*Problem to solve*. Repeat every line of the entries below verbatim, changing nothing.

*Recorded information*.

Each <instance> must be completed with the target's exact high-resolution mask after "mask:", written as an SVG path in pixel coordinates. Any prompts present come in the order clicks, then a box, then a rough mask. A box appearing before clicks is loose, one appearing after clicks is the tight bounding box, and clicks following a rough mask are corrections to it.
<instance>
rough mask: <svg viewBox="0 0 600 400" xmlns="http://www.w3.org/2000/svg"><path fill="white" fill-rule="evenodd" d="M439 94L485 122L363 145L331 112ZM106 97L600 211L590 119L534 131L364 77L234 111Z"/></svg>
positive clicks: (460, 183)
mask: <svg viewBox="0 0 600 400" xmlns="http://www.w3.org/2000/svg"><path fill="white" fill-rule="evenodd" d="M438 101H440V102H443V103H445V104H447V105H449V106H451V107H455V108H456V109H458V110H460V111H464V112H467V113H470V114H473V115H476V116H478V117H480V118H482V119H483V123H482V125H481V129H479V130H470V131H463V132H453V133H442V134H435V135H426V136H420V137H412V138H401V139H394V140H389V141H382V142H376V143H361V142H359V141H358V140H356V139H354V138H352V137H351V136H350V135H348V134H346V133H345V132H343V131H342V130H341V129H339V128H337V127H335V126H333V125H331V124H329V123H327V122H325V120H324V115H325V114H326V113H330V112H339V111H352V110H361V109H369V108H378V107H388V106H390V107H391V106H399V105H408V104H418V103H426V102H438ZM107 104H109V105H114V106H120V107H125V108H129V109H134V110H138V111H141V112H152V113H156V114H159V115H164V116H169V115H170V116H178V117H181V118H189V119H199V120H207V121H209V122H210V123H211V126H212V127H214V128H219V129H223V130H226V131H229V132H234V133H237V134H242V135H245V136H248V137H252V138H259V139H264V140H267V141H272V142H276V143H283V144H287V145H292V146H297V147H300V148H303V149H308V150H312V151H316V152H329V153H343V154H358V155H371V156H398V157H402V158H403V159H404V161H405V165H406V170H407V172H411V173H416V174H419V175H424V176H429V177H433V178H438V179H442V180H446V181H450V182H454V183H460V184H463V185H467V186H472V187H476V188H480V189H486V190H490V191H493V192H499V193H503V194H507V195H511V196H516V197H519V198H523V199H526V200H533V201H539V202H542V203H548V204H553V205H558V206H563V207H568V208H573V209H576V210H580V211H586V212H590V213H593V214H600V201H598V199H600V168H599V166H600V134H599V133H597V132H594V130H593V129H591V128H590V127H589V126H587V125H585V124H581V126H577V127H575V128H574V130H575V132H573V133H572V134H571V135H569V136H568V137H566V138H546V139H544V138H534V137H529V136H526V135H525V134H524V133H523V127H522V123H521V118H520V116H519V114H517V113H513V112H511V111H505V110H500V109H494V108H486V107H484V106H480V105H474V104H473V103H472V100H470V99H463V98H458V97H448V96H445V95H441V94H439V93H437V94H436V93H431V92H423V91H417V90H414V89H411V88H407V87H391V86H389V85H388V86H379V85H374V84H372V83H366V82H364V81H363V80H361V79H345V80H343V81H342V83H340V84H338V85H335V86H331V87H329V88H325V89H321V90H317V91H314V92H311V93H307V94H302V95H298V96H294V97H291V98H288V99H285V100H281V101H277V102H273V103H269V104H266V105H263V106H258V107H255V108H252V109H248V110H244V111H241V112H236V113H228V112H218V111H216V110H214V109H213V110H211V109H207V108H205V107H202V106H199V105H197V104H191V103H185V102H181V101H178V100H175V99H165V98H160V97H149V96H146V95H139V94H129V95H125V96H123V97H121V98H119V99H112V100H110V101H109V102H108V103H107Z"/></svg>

*Exercise output*.
Each <instance> must be completed with the target's exact high-resolution mask after "mask:", written as an SVG path in pixel coordinates. Any prompts present come in the order clicks, then a box, then a rough mask. A box appearing before clicks is loose, one appearing after clicks is the tight bounding box, and clicks following a rough mask are corrections to it.
<instance>
rough mask: <svg viewBox="0 0 600 400" xmlns="http://www.w3.org/2000/svg"><path fill="white" fill-rule="evenodd" d="M439 94L485 122L363 145L331 112ZM106 97L600 211L590 119L534 131L364 77L234 111Z"/></svg>
positive clicks: (460, 183)
mask: <svg viewBox="0 0 600 400" xmlns="http://www.w3.org/2000/svg"><path fill="white" fill-rule="evenodd" d="M438 101H440V102H443V103H445V104H447V105H449V106H451V107H455V108H456V109H458V110H460V111H464V112H467V113H470V114H473V115H476V116H478V117H480V118H482V119H483V123H482V125H481V129H479V130H470V131H463V132H453V133H442V134H435V135H426V136H420V137H412V138H401V139H394V140H389V141H382V142H376V143H361V142H359V141H358V140H356V139H354V138H352V137H351V136H350V135H348V134H346V133H345V132H343V131H342V130H341V129H339V128H337V127H335V126H333V125H331V124H329V123H327V122H325V120H324V115H325V114H326V113H330V112H339V111H352V110H361V109H369V108H378V107H388V106H390V107H391V106H399V105H408V104H418V103H426V102H438ZM107 104H109V105H114V106H120V107H125V108H129V109H134V110H138V111H141V112H152V113H156V114H159V115H164V116H169V115H170V116H178V117H181V118H189V119H199V120H207V121H209V122H210V123H211V126H212V127H214V128H219V129H223V130H226V131H229V132H234V133H237V134H242V135H245V136H248V137H252V138H259V139H264V140H267V141H272V142H276V143H283V144H287V145H292V146H297V147H300V148H303V149H308V150H312V151H316V152H329V153H343V154H358V155H371V156H398V157H402V158H403V159H404V161H405V165H406V170H407V172H411V173H416V174H419V175H424V176H429V177H433V178H438V179H442V180H446V181H450V182H454V183H460V184H463V185H467V186H472V187H476V188H480V189H486V190H490V191H493V192H499V193H503V194H507V195H511V196H516V197H519V198H523V199H526V200H533V201H539V202H542V203H548V204H553V205H558V206H563V207H568V208H573V209H576V210H580V211H586V212H590V213H593V214H600V201H598V199H600V168H599V166H600V134H599V133H597V132H594V130H593V129H591V128H590V127H589V126H587V125H585V124H581V126H577V127H575V128H574V130H575V132H573V133H572V134H571V135H569V136H568V137H566V138H546V139H544V138H534V137H529V136H526V135H525V134H524V133H523V127H522V123H521V118H520V116H519V114H517V113H513V112H511V111H505V110H500V109H494V108H486V107H484V106H480V105H474V104H473V103H472V100H470V99H463V98H458V97H448V96H445V95H441V94H439V93H437V94H436V93H431V92H423V91H417V90H414V89H411V88H407V87H391V86H389V85H388V86H379V85H374V84H372V83H366V82H364V81H363V80H361V79H345V80H343V81H342V83H340V84H338V85H335V86H331V87H329V88H325V89H321V90H317V91H314V92H311V93H307V94H302V95H298V96H294V97H291V98H288V99H285V100H281V101H277V102H273V103H269V104H266V105H263V106H258V107H255V108H252V109H248V110H244V111H241V112H236V113H228V112H218V111H216V110H214V109H213V110H211V109H207V108H205V107H202V106H199V105H197V104H191V103H185V102H181V101H178V100H175V99H165V98H160V97H149V96H146V95H139V94H129V95H125V96H123V97H121V98H119V99H112V100H110V101H109V102H108V103H107Z"/></svg>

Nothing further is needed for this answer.